:: Document section ::
● ● ● ● ●

Gunmen is a 1994 American action comedy film directed by Deran Sarafian and starring Mario Van Peebles, Christopher Lambert, Denis Leary, Kadeem Hardison, and Patrick Stewart. Robert Harper and Brenda Bakke are co-stars of the film. It was second film collaboration between Lambert, John Flock and John Davis, after Fortress.

Plot
Wheelchair-bound drug baron Peter Loomis (Patrick Stewart) has his $400 million drug fortune stolen in South America by his errand boy Carlos, who stashed the fortune on an undisclosed boat in an undisclosed harbor. Loomis sends ruthless killer Armor O'Malley (Denis Leary) to find the boat and recover the money—he and sidekick Marie (Brenda Bakke) kill Carlos before they can get the name and location of the boat, but they learn that Carlos's brother Dani (Christopher Lambert) knows where it is, and set out to find him.

● ● ● ● ●

:: Given information ::
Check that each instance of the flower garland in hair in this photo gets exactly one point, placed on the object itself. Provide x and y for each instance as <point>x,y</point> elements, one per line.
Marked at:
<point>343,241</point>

● ● ● ● ●

:: Written request ::
Resume the article about the 1994 film Gunmen after its final sentence and carry the plot summary forward.

:: In response ::
Dani is sprung from a South American prison by Cole Parker (Mario Van Peebles), a bounty hunter working for the DEA who is bent on taking down Loomis—Cole knows the name of the boat, Dani knows the location, and both men want the money for their own reasons. Complicating matters is a mole in the DEA who feeds intel to O'Malley about the heroes' movements. Alone and outnumbered, Cole and Dani are forced into a reluctant alliance as they quest for the 400 million dollar boat, with O'Malley and his men chasing them every step of the way.

Loomis quickly realizes that O'Malley wants the fortune for himself and tries to have him and his men assassinated, but the attempt fails. O'Malley returns to Loomis's estate and makes it clear that he now wears the pants in their relationship: without the $400 million, Loomis can't pay his soldiers, and O'Malley will get his hands on the money before the stay-at-home cripple does. Loomis is killed and O'Malley renews the chase with a small army at his disposal.

After numerous betrayals on both sides of the conflict, the chase ends at a Puerto Vallarta harbor, and a yacht called the "Matador" according to Cole. Dani and Cole shoot it out with O'Malley's soldiers and leave the boat a flaming wreck (and Dani beside himself at the loss of the money). But Cole reveals he lied about the boat name to mislead and eliminate O'Malley: the fortune was actually stashed on a rickety old fishing boat called the "Gunmen". The heroes agree to split the money and sail into the sunset.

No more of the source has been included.